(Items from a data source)
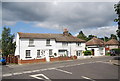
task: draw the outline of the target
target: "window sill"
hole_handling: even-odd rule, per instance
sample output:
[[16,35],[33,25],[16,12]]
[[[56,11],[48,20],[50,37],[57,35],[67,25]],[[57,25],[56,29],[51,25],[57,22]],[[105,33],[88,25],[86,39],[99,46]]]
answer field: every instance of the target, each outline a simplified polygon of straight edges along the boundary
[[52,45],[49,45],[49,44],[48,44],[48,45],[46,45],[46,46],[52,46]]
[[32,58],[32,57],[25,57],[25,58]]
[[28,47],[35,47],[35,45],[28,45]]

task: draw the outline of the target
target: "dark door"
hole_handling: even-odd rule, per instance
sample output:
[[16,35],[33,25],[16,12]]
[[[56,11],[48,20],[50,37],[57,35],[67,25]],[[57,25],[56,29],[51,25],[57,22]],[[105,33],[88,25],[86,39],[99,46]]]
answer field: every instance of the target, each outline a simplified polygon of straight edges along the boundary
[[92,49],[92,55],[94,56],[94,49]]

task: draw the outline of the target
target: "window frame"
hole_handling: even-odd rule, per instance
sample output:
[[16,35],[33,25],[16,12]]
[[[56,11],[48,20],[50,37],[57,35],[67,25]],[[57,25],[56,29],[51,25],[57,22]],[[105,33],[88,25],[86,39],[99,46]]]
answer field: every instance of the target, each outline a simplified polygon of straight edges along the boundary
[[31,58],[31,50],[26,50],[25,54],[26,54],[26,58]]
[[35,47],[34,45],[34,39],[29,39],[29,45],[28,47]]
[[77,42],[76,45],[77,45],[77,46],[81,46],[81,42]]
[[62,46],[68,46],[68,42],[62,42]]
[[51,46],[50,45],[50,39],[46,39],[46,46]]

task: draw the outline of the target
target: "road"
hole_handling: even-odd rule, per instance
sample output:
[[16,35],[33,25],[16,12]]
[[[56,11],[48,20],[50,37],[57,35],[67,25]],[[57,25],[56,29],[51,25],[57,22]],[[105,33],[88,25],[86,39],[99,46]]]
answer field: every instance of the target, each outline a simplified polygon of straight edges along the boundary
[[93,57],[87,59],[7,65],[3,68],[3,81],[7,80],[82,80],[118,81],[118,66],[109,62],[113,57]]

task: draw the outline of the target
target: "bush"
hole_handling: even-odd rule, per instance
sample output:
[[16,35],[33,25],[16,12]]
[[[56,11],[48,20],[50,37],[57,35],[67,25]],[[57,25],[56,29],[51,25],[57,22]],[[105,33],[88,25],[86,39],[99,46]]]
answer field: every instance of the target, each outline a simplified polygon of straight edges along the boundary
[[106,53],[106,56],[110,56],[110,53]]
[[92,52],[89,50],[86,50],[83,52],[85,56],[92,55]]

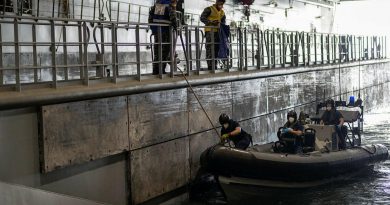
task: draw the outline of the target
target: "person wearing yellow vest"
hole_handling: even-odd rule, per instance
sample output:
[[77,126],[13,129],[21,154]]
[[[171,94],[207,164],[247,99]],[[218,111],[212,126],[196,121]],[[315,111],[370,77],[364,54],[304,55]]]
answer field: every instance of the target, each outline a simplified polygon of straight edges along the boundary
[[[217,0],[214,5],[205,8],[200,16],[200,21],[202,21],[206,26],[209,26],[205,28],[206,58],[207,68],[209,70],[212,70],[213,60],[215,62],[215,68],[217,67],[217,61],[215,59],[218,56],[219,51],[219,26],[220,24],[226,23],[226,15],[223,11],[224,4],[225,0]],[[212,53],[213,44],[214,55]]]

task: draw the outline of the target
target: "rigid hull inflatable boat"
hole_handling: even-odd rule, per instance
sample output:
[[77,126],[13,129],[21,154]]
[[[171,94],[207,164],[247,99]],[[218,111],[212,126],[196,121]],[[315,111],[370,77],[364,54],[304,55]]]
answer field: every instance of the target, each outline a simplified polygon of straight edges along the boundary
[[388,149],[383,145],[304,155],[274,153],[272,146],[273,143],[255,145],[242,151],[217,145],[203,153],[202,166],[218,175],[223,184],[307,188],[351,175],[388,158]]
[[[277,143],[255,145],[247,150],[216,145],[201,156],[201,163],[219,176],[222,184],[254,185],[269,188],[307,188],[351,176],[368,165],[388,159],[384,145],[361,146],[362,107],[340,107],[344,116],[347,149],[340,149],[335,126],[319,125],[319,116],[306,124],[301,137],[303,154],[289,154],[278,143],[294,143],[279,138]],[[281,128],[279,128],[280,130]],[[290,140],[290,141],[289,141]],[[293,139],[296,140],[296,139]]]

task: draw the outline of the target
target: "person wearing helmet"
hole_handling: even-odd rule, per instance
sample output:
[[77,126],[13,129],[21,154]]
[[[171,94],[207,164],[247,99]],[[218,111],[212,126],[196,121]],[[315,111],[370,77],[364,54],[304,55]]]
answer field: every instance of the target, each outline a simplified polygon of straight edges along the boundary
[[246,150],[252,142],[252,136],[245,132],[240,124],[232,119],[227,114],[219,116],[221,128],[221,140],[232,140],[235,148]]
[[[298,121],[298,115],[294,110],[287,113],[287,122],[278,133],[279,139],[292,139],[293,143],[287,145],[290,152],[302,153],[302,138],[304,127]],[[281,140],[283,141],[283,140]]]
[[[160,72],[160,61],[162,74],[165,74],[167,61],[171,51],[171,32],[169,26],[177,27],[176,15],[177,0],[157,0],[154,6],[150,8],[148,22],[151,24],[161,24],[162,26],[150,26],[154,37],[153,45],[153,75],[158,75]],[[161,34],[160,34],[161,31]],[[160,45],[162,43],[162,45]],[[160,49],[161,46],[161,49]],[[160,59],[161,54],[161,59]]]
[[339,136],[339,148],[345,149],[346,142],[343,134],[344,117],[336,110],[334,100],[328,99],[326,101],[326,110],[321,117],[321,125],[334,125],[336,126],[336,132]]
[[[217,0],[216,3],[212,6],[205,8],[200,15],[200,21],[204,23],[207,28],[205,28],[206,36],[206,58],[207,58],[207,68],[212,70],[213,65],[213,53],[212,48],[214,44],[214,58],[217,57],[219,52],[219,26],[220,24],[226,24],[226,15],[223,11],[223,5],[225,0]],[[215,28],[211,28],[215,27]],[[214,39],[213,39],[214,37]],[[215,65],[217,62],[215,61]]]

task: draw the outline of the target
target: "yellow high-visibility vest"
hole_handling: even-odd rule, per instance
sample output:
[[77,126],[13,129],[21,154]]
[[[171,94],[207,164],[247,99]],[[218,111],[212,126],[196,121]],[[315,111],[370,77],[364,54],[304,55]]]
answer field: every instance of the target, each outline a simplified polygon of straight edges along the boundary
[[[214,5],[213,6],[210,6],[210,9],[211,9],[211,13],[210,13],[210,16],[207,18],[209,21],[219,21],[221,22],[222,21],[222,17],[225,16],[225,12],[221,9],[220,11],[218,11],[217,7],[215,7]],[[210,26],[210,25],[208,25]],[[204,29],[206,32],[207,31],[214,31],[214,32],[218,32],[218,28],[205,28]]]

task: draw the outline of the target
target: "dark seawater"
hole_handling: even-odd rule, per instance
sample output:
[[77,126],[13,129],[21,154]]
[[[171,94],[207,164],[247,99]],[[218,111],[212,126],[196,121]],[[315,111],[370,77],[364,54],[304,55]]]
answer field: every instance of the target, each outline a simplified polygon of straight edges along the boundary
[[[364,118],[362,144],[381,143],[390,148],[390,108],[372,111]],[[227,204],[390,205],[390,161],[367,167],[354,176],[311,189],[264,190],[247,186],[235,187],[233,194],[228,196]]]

--

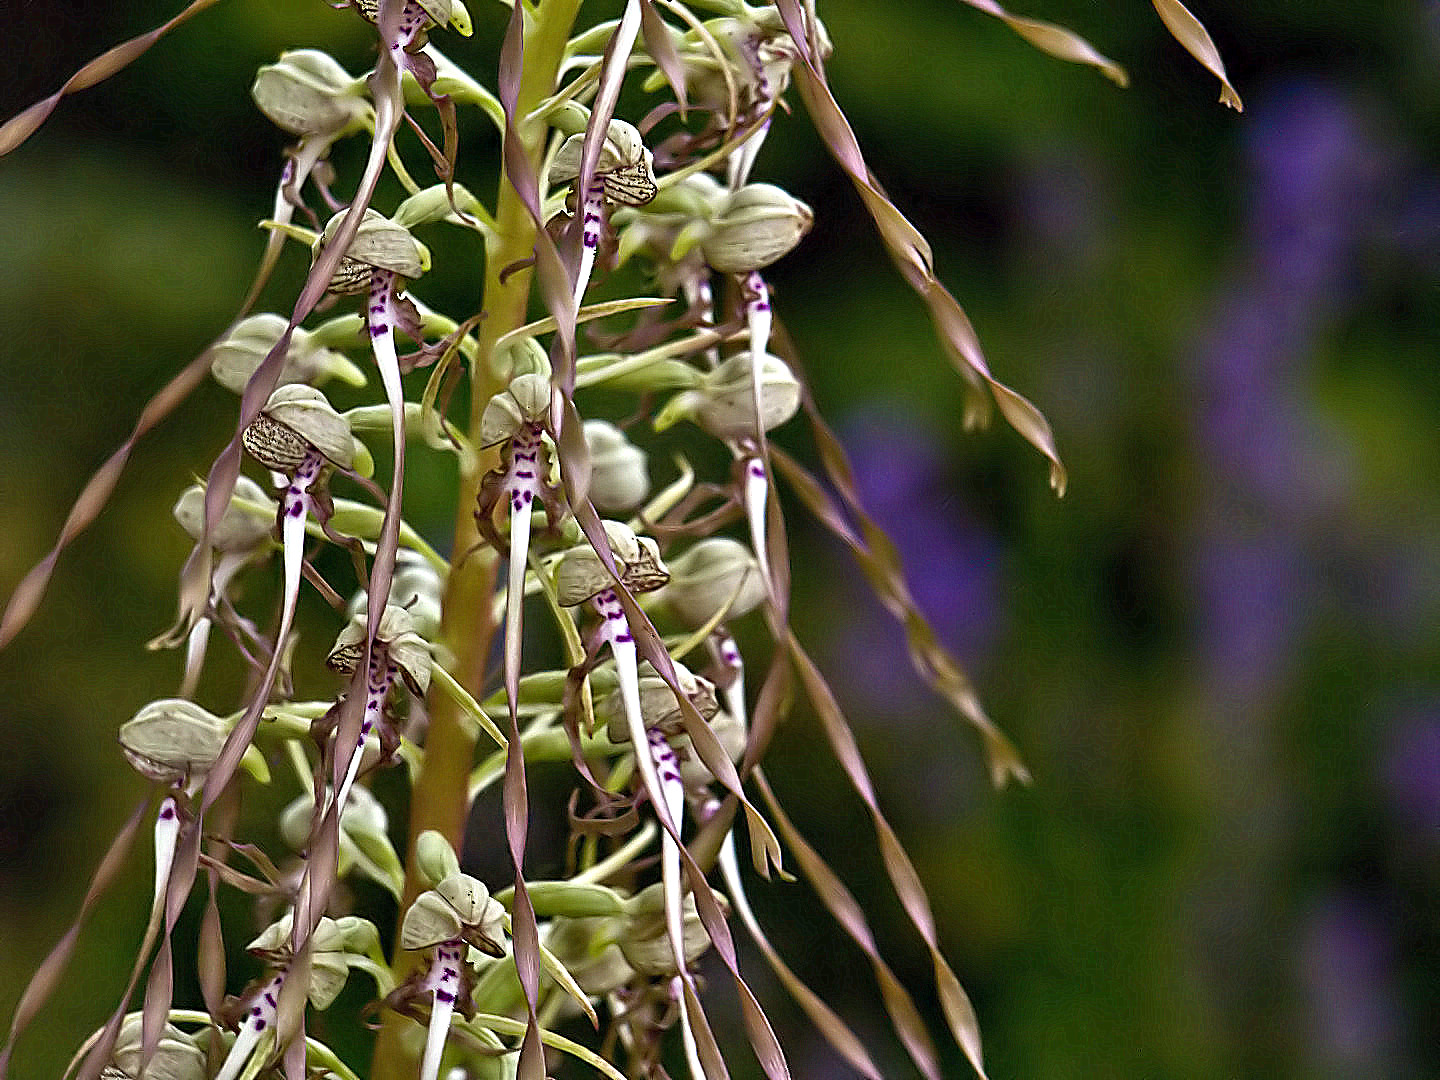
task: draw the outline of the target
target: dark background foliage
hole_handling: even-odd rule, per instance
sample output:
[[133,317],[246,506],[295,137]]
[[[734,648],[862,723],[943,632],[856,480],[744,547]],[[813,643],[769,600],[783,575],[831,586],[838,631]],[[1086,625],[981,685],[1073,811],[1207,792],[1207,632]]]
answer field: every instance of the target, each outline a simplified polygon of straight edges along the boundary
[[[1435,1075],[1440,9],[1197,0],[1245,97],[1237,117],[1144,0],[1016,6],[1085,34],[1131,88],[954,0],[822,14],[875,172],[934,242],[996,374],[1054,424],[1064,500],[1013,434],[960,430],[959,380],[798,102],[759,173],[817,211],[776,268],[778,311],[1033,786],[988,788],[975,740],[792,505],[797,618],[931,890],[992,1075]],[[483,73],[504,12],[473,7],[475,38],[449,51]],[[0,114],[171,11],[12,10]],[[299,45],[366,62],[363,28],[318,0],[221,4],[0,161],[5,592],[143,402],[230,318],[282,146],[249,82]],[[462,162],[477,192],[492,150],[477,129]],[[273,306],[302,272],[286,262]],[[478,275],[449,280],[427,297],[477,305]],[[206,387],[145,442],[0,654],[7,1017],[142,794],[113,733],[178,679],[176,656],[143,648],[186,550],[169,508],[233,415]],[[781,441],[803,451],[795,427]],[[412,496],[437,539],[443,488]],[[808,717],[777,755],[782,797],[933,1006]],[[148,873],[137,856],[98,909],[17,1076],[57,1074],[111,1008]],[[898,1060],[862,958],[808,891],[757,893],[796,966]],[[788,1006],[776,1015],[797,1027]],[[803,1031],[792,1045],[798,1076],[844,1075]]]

---

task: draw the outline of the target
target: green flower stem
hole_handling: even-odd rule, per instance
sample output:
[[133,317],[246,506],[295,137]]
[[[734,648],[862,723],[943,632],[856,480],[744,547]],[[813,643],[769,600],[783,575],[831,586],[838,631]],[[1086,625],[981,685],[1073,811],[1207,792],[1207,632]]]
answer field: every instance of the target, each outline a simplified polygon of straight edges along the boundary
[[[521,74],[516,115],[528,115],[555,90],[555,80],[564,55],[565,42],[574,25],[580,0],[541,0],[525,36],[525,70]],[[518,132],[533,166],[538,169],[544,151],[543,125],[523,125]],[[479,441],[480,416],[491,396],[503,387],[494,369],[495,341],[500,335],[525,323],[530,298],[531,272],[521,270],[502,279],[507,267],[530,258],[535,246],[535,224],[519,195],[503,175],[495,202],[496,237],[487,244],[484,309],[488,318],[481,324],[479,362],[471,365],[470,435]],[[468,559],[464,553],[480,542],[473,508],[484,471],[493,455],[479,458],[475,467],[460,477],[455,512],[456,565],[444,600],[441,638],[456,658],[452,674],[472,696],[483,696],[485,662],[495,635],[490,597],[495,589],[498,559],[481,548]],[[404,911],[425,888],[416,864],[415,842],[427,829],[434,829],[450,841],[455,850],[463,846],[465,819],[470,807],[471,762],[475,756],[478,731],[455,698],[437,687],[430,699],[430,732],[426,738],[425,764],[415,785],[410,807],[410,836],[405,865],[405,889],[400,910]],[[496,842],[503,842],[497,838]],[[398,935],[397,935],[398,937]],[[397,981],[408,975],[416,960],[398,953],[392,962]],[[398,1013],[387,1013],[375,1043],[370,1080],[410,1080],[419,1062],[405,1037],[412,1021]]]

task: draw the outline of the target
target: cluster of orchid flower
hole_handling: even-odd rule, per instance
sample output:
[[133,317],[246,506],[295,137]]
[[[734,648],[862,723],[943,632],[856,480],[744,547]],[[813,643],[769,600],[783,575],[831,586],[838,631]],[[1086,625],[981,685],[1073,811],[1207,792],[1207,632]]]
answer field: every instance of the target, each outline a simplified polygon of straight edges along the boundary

### [WORK TO BE COMPLETED]
For the entries shown above, tally every line containing the word "dark". Report the tally and nothing else.

### [TASK OUTPUT]
3